● Exercise prompt
Take the line with "Pass this photo to locate to point out the pink towel." and all lines after it, through the end of the records below, and repeat them exactly.

[Natural language region descriptions]
--------------------
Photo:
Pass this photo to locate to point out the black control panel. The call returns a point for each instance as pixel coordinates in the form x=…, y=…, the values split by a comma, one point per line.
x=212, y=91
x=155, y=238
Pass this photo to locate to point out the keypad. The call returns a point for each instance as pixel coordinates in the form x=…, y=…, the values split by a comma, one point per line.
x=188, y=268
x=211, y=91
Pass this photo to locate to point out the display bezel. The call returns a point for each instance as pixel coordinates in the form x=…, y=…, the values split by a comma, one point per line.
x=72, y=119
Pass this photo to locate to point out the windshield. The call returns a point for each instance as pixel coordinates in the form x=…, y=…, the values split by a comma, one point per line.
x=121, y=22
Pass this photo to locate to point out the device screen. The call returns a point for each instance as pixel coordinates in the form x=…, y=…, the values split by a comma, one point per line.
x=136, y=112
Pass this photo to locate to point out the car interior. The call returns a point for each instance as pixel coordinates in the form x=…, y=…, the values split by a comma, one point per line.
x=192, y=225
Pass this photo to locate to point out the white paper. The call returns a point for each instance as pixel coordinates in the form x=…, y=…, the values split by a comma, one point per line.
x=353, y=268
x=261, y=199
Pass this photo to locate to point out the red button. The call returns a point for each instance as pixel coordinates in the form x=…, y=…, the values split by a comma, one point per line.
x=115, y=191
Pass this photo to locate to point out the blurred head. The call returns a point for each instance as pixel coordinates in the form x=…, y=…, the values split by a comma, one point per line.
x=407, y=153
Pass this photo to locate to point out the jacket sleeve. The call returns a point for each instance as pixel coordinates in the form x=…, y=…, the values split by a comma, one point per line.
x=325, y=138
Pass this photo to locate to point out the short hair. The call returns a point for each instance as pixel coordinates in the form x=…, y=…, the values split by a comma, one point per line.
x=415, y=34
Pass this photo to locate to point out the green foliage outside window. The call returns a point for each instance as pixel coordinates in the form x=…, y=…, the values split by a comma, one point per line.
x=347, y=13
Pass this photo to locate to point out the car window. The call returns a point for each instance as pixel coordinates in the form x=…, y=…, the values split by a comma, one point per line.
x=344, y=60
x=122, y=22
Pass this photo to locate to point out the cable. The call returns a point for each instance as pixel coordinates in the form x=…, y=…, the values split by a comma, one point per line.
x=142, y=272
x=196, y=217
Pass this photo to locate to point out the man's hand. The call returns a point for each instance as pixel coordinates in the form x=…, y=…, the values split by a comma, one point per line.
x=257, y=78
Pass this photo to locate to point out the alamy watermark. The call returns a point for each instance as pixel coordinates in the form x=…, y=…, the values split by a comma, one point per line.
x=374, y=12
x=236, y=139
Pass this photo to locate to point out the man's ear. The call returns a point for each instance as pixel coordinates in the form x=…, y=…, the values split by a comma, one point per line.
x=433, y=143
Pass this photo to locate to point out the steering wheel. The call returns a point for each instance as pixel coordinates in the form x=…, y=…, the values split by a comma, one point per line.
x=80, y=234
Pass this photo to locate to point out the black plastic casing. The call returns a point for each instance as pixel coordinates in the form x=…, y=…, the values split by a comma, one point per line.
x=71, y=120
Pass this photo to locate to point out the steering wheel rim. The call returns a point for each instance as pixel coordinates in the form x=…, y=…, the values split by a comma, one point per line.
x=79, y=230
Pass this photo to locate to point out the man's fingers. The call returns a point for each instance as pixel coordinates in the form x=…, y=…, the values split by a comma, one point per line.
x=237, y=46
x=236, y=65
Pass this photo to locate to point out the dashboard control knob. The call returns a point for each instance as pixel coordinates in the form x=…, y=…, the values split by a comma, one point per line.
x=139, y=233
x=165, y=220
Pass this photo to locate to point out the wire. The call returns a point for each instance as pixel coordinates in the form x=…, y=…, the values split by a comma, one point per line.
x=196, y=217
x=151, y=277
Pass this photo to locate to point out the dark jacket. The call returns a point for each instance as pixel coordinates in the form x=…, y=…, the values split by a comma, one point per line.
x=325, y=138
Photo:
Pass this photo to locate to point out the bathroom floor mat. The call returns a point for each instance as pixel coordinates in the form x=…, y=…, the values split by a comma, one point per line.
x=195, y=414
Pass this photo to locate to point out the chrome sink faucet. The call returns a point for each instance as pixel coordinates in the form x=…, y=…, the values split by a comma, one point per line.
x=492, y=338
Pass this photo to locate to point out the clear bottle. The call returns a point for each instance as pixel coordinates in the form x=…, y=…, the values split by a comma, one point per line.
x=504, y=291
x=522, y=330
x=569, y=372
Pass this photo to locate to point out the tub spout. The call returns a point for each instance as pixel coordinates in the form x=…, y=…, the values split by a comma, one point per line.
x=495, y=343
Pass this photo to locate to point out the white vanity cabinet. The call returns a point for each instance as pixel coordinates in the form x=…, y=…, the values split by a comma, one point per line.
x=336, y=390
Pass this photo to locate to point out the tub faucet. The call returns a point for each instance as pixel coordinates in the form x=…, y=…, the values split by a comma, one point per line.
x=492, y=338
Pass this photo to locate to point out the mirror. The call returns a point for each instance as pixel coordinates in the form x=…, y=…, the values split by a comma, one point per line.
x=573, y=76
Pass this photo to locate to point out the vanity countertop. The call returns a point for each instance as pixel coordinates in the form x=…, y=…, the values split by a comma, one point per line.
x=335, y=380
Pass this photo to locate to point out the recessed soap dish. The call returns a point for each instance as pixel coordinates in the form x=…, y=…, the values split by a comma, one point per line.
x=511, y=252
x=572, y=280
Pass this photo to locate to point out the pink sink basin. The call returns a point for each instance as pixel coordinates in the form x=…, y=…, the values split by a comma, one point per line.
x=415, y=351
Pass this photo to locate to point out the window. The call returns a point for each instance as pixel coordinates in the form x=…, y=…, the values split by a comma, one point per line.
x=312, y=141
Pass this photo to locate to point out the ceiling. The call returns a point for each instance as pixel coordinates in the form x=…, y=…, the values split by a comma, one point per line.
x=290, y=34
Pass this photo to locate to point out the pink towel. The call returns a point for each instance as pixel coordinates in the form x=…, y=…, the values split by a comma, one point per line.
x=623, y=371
--------------------
● Task response
Pass this photo to locate to point out the pink towel. The call returns a point for each instance as pixel coordinates in the form x=…, y=…, the values split by a comma, one point per line.
x=623, y=371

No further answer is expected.